EXERCISE DIRECTIONS:
Where a line contains the word "white", copy that line from the records below.

[Saved entries]
= = = =
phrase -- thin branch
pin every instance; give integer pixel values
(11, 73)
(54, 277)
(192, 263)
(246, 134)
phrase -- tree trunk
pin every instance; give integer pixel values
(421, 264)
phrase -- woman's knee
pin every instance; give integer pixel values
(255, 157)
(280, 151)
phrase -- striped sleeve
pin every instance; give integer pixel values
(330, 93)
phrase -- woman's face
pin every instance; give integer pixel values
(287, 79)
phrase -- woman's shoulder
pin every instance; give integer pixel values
= = = =
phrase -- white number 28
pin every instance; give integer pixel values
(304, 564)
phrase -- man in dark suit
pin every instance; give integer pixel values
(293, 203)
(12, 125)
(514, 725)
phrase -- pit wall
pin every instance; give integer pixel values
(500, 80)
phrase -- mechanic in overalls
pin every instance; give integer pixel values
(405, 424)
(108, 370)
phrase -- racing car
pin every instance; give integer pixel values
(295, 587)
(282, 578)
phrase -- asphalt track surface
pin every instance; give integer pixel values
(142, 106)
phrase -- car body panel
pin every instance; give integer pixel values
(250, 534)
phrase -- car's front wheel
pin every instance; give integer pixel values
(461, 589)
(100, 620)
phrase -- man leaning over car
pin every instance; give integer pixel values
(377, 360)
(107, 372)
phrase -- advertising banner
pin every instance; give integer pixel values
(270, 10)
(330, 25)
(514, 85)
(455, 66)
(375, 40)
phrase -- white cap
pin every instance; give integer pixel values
= = = =
ANSWER TO THIS TASK:
phrase -- white number 28
phrase -- white cap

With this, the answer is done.